* start Given records *
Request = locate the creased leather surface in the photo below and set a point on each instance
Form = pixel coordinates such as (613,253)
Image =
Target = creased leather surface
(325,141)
* end Given records *
**Exercise:** Rewrite every row with "creased leather surface" changed to "wrinkled leather surface", keeping everything else the same.

**Exercise answer:**
Request = locate the wrinkled leather surface in the photo below and set a point on each instance
Form = pixel coordinates such as (613,253)
Image =
Target = wrinkled leather surface
(325,141)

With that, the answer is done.